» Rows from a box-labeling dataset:
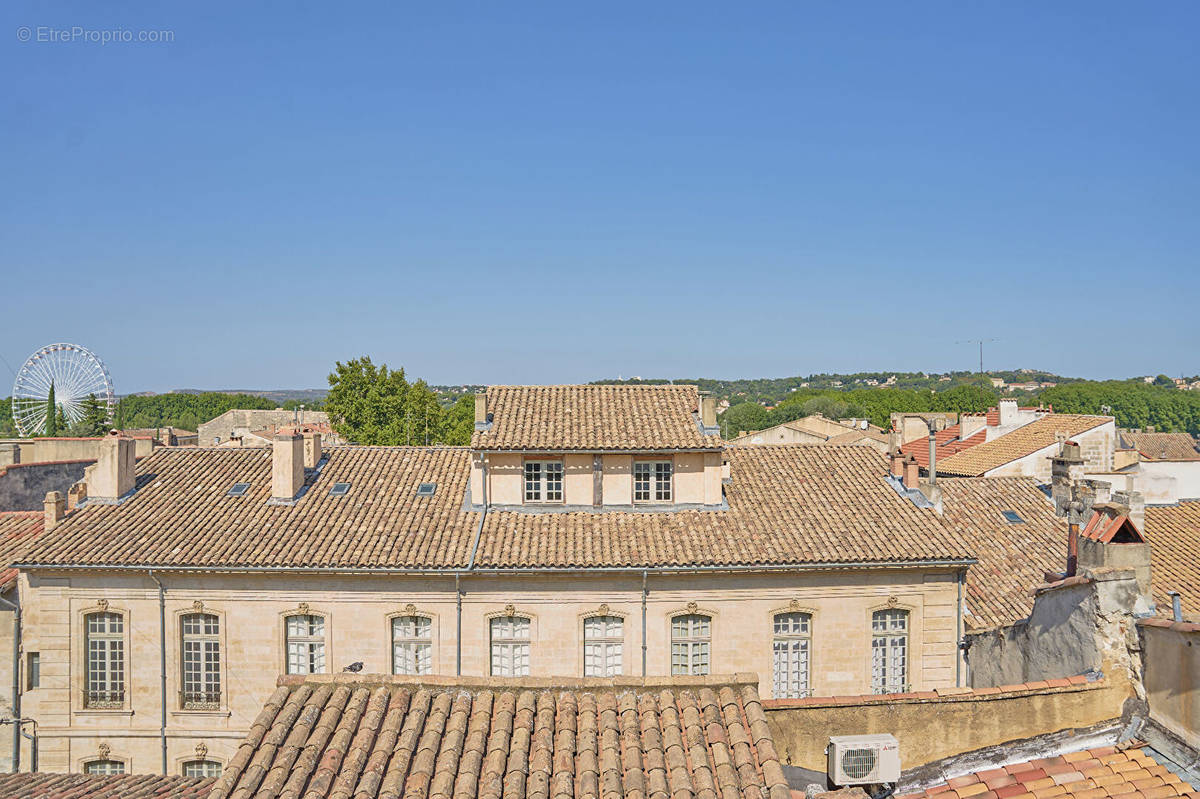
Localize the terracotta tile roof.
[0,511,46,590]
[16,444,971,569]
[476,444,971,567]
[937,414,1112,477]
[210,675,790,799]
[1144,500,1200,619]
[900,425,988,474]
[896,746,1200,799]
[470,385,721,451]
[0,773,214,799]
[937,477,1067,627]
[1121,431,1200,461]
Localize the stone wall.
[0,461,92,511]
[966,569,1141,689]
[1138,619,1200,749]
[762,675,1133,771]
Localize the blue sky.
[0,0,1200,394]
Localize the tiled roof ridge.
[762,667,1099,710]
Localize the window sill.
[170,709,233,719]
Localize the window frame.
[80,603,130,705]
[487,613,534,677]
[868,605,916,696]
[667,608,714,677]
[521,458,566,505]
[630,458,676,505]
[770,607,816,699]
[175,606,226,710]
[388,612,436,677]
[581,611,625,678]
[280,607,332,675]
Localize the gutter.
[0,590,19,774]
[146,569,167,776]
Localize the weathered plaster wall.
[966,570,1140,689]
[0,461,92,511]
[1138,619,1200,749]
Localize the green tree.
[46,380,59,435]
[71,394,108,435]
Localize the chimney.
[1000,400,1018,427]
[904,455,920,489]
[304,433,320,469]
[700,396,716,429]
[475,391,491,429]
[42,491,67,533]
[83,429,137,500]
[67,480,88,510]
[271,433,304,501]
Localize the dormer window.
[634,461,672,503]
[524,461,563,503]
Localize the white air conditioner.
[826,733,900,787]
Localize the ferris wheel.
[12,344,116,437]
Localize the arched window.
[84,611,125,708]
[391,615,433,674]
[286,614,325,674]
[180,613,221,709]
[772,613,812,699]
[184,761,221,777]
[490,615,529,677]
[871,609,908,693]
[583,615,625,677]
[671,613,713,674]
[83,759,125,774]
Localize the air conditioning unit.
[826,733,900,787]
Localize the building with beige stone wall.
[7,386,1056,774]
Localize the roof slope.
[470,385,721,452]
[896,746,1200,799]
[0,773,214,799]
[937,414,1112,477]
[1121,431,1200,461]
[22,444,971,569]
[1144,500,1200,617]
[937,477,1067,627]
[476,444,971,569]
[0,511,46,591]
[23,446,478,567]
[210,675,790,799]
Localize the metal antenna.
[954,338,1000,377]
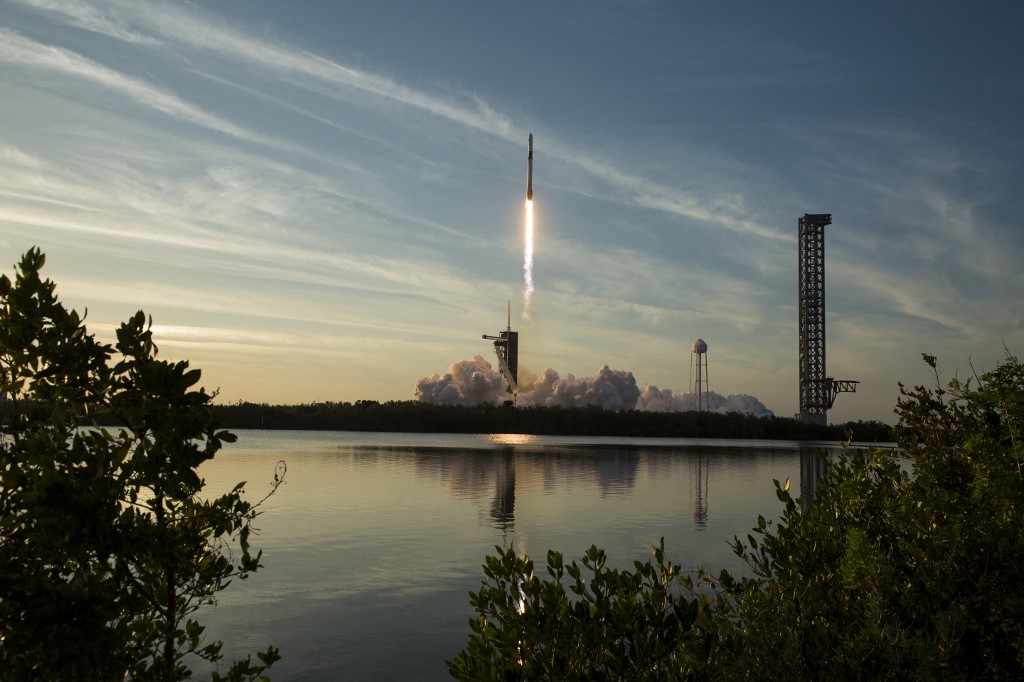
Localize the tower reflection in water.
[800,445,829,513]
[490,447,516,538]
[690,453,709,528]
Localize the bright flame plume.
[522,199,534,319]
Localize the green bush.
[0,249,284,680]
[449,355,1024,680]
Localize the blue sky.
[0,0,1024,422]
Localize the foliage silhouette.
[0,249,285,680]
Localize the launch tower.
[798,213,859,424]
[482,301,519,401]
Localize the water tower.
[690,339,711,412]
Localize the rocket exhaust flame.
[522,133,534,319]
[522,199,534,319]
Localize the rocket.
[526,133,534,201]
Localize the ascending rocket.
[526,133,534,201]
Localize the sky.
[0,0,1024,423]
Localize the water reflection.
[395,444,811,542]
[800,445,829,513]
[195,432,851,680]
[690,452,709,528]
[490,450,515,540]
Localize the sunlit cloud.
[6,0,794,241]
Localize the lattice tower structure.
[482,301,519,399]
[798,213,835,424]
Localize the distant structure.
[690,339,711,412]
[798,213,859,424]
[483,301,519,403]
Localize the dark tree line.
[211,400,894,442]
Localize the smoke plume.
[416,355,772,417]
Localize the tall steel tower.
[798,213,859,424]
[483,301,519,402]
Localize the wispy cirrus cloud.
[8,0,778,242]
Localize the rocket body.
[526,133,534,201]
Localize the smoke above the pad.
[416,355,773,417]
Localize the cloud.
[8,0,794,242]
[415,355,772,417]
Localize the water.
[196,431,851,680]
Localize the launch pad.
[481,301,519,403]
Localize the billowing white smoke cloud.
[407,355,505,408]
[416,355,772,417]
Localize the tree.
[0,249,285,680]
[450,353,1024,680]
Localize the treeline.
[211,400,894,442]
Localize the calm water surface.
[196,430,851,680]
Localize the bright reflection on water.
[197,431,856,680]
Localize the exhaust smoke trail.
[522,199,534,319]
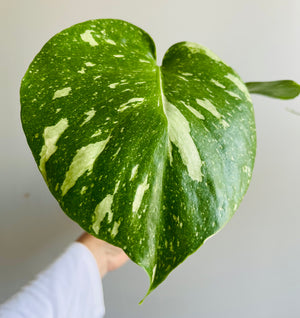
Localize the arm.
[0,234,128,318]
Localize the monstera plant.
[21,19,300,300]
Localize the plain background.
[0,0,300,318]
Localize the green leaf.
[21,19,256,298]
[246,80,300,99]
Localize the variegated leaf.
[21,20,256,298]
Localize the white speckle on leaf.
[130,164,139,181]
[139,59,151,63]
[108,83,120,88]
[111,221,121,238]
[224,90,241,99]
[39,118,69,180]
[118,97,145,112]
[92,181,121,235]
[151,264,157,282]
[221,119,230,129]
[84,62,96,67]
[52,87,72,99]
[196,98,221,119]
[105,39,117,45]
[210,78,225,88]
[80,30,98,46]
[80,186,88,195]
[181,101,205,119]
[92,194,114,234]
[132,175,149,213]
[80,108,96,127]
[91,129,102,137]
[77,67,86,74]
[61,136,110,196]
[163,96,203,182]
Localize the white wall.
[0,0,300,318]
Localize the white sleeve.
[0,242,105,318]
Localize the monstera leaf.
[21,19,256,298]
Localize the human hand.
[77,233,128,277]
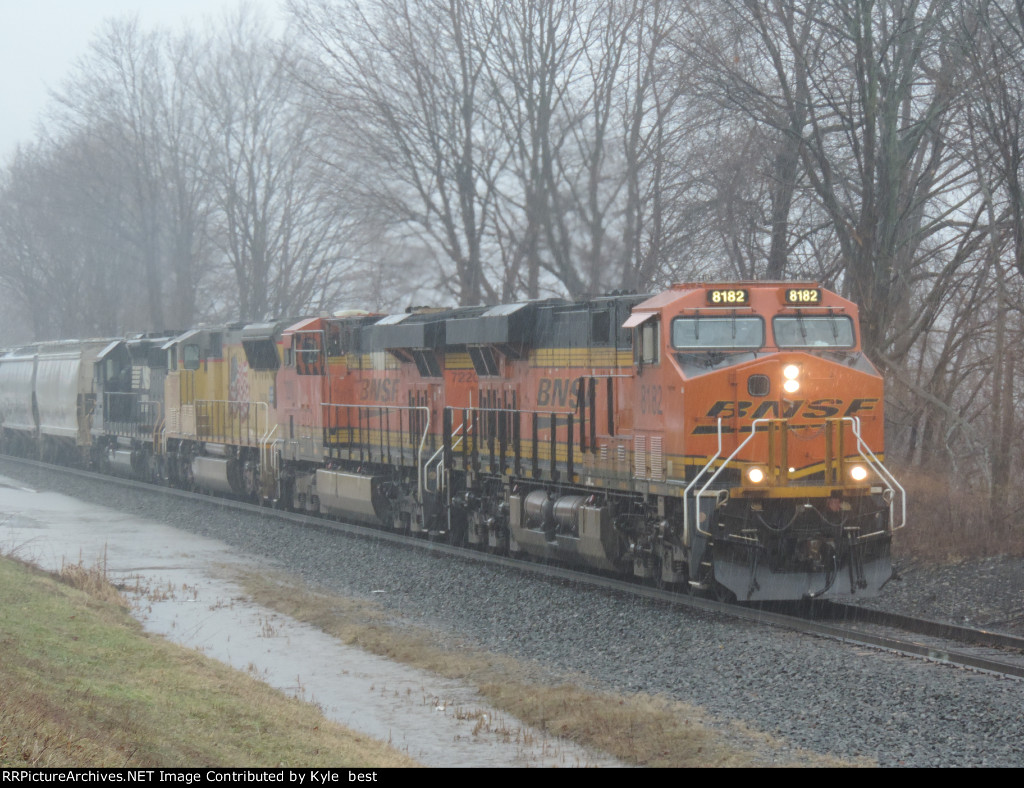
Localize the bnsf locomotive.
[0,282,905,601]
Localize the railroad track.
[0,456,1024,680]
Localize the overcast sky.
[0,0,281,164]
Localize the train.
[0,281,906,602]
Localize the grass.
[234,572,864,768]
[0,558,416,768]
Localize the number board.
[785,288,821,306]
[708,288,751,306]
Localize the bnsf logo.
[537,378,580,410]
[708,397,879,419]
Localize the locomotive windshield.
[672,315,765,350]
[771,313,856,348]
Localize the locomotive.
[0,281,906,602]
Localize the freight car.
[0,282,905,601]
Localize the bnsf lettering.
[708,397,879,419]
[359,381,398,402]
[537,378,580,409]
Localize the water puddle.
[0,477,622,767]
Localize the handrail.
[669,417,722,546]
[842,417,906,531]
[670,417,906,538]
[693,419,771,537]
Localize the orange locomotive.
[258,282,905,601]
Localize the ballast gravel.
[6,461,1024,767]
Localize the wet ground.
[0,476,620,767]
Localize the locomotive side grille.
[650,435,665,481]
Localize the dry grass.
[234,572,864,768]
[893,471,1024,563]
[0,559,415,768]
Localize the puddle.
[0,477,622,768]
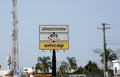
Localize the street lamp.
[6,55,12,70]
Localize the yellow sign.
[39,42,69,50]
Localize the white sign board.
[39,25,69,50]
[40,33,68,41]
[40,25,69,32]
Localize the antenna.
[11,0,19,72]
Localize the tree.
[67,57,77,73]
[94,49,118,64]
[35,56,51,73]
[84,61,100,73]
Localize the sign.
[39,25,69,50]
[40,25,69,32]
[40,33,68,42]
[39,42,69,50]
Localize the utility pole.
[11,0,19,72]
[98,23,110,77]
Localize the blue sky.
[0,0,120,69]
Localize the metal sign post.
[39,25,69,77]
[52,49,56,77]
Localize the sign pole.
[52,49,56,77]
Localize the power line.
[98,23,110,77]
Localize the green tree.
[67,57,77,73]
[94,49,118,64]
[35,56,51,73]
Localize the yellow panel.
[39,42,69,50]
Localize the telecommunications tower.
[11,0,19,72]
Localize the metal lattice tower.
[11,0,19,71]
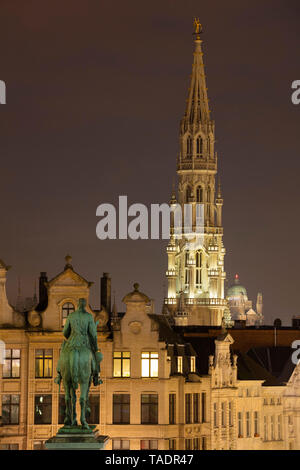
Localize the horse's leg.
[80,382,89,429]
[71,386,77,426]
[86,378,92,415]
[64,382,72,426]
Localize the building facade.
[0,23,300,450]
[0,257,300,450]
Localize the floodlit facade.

» To do: Rewrite every row above as a numbered list, skipping blank lines. Leave the pictures out of your list.

» Result for this exercise:
1. Localize the terracotta tile roof.
2. [0,511,46,590]
3. [16,444,971,569]
4. [476,444,971,567]
5. [937,414,1112,477]
6. [210,675,790,799]
7. [1144,500,1200,619]
8. [900,425,988,474]
9. [896,746,1200,799]
10. [470,385,721,451]
11. [0,773,214,799]
12. [937,477,1067,627]
13. [1121,431,1200,461]
14. Localize the stone wall.
15. [0,461,92,511]
16. [966,569,1141,689]
17. [1138,619,1200,749]
18. [762,675,1133,771]
19. Localize the blue sky.
20. [0,0,1200,394]
21. Localize the tiled roof ridge.
22. [762,667,1099,710]
23. Localize the window sill.
24. [170,709,233,719]
25. Localize the window frame.
26. [80,603,130,705]
27. [487,613,534,677]
28. [868,605,916,696]
29. [667,608,714,677]
30. [521,458,566,505]
31. [630,458,676,505]
32. [770,607,816,699]
33. [175,606,226,710]
34. [388,612,436,677]
35. [581,611,625,678]
36. [280,607,332,675]
37. Localize the gutter.
38. [0,590,19,774]
39. [146,569,167,776]
40. Localize the weathered plaster wall.
41. [966,570,1140,689]
42. [0,461,92,511]
43. [1138,619,1200,749]
44. Localize the green tree.
45. [46,380,59,435]
46. [71,394,108,435]
47. Localize the chimney.
48. [1000,400,1018,427]
49. [904,455,920,489]
50. [304,433,320,469]
51. [700,396,716,429]
52. [475,391,491,429]
53. [42,491,67,533]
54. [83,429,137,500]
55. [67,480,88,510]
56. [271,433,304,501]
57. Localize the dormer window.
58. [634,461,672,503]
59. [524,461,563,503]
60. Localize the white air conditioner.
61. [826,733,900,787]
62. Localize the ferris wheel.
63. [12,344,116,437]
64. Localize the arched window.
65. [84,611,125,708]
66. [391,615,433,674]
67. [286,614,325,674]
68. [180,613,221,709]
69. [772,613,812,699]
70. [184,761,221,777]
71. [490,615,529,677]
72. [871,609,908,693]
73. [583,615,625,677]
74. [671,613,713,674]
75. [83,759,125,774]
76. Localize the air conditioning unit.
77. [826,733,900,787]
78. Localize the building with beige stone wall.
79. [7,386,1056,774]
80. Localize the roof slope.
81. [470,385,721,452]
82. [896,746,1200,799]
83. [0,773,214,799]
84. [937,414,1112,477]
85. [1121,431,1200,461]
86. [22,444,971,569]
87. [1144,500,1200,617]
88. [937,477,1067,627]
89. [476,444,971,569]
90. [0,511,46,591]
91. [23,446,478,567]
92. [210,675,790,799]
93. Localize the metal antenna.
94. [954,338,1000,377]
95. Localize the tower reflection in water.
96. [800,445,829,513]
97. [490,447,516,538]
98. [690,453,709,528]
99. Localize the bright flame plume.
100. [522,199,534,319]
101. Localize the green bush.
102. [0,249,284,680]
103. [449,355,1024,680]
104. Localize the blue sky.
105. [0,0,1024,422]
106. Localize the foliage silhouette.
107. [0,249,285,680]
108. Localize the launch tower.
109. [798,213,859,424]
110. [482,301,519,401]
111. Localize the water tower.
112. [690,339,711,412]
113. Localize the rocket exhaust flame.
114. [522,133,534,319]
115. [522,199,534,319]
116. Localize the rocket.
117. [526,133,534,201]
118. Localize the ascending rocket.
119. [526,133,534,201]
120. Localize the sky.
121. [0,0,1024,423]
122. Localize the water reflection.
123. [395,444,811,542]
124. [800,445,829,513]
125. [195,432,851,680]
126. [690,452,709,528]
127. [490,450,515,540]
128. Localize the sunlit cloud.
129. [6,0,794,241]
130. Localize the lattice tower structure.
131. [482,301,519,399]
132. [798,213,835,424]
133. Localize the distant structure.
134. [690,339,711,412]
135. [798,213,859,424]
136. [483,301,519,403]
137. Localize the dark tree line.
138. [211,400,894,442]
139. Localize the smoke plume.
140. [416,355,772,417]
141. Localize the tall steel tower.
142. [798,213,859,424]
143. [483,301,519,402]
144. Localize the wispy cirrus cloud.
145. [8,0,778,242]
146. Localize the rocket body.
147. [526,133,534,201]
148. Localize the smoke above the pad.
149. [416,355,773,417]
150. Localize the cloud.
151. [8,0,794,242]
152. [415,355,772,417]
153. Localize the water.
154. [196,431,851,680]
155. Localize the launch pad.
156. [481,301,519,403]
157. Localize the billowing white smoke cloud.
158. [407,355,505,408]
159. [416,355,772,417]
160. Localize the tree.
161. [0,249,285,680]
162. [450,353,1024,680]
163. Localize the treeline.
164. [211,400,894,442]
165. Localize the calm water surface.
166. [196,430,851,680]
167. Localize the bright reflection on water.
168. [197,431,856,680]
169. Localize the exhaust smoke trail.
170. [522,199,534,319]
171. Localize the arm.
172. [0,234,128,318]
173. Localize the monstera plant.
174. [21,19,300,300]
175. Localize the plain background.
176. [0,0,300,318]
177. Localize the green leaf.
178. [21,19,256,298]
179. [246,80,300,99]
180. Localize the variegated leaf.
181. [21,20,256,298]
182. Localize the white speckle on leaf.
183. [130,164,139,181]
184. [139,59,151,63]
185. [108,83,120,88]
186. [111,221,121,238]
187. [224,90,241,99]
188. [39,118,69,180]
189. [118,97,145,112]
190. [92,181,121,235]
191. [151,264,157,282]
192. [221,119,230,129]
193. [84,62,96,67]
194. [52,87,72,99]
195. [196,98,221,119]
196. [105,39,117,45]
197. [210,78,225,88]
198. [80,30,98,46]
199. [80,186,88,195]
200. [181,101,205,119]
201. [92,194,114,234]
202. [132,175,149,213]
203. [80,108,96,127]
204. [91,129,102,137]
205. [77,67,86,74]
206. [61,136,110,196]
207. [163,96,203,182]
208. Localize the white wall.
209. [0,0,300,318]
210. Localize the white sleeve.
211. [0,242,105,318]
212. Localize the monstera leaf.
213. [21,19,256,298]
214. Localize the human hand.
215. [77,233,128,277]
216. Localize the bnsf locomotive.
217. [0,282,905,601]
218. Localize the railroad track.
219. [0,456,1024,680]
220. Localize the overcast sky.
221. [0,0,281,164]
222. Localize the train.
223. [0,281,906,602]
224. Localize the grass.
225. [234,572,864,768]
226. [0,558,416,768]
227. Localize the number board.
228. [785,288,821,306]
229. [708,288,751,306]
230. Localize the bnsf logo.
231. [537,378,580,410]
232. [708,397,879,419]
233. Localize the locomotive windshield.
234. [672,315,765,350]
235. [771,313,856,348]
236. Localize the locomotive.
237. [0,281,906,602]
238. Localize the freight car.
239. [0,282,905,601]
240. Localize the bnsf lettering.
241. [708,397,879,419]
242. [359,381,398,402]
243. [537,378,580,409]
244. Localize the water puddle.
245. [0,477,622,767]
246. Localize the handrail.
247. [669,417,722,546]
248. [842,417,906,531]
249. [670,417,906,538]
250. [693,419,771,537]
251. Localize the orange locomotive.
252. [258,282,905,601]
253. Localize the ballast gravel.
254. [6,461,1024,767]
255. Localize the wet ground.
256. [0,476,620,767]
257. Localize the locomotive side grille.
258. [650,435,665,481]
259. Localize the dry grass.
260. [234,572,864,768]
261. [893,471,1024,563]
262. [0,559,415,768]
263. Localize the puddle.
264. [0,477,622,768]
265. Localize the street lamp.
266. [6,55,12,70]
267. Localize the yellow sign.
268. [39,42,69,50]
269. Localize the white sign board.
270. [39,25,69,50]
271. [40,33,68,41]
272. [40,25,69,32]
273. Localize the antenna.
274. [11,0,19,72]
275. Localize the tree.
276. [67,57,77,73]
277. [94,49,118,64]
278. [35,56,51,73]
279. [84,61,100,73]
280. Localize the sign.
281. [39,25,69,50]
282. [40,25,69,32]
283. [40,33,68,42]
284. [39,42,69,50]
285. Localize the utility pole.
286. [11,0,19,72]
287. [98,23,110,77]
288. Localize the blue sky.
289. [0,0,120,69]
290. Localize the metal sign post.
291. [39,25,69,77]
292. [52,49,56,77]
293. Localize the sign pole.
294. [52,49,56,77]
295. Localize the power line.
296. [98,23,110,77]
297. Localize the green tree.
298. [67,57,77,73]
299. [94,49,118,64]
300. [35,56,51,73]
301. Localize the yellow panel.
302. [39,42,69,50]
303. Localize the telecommunications tower.
304. [11,0,19,72]
305. Localize the metal lattice tower.
306. [11,0,19,71]
307. Localize the horse's leg.
308. [80,382,89,429]
309. [71,386,77,426]
310. [86,378,92,415]
311. [64,382,72,426]
312. Localize the building facade.
313. [0,23,300,450]
314. [0,257,300,450]
315. Localize the floodlit facade.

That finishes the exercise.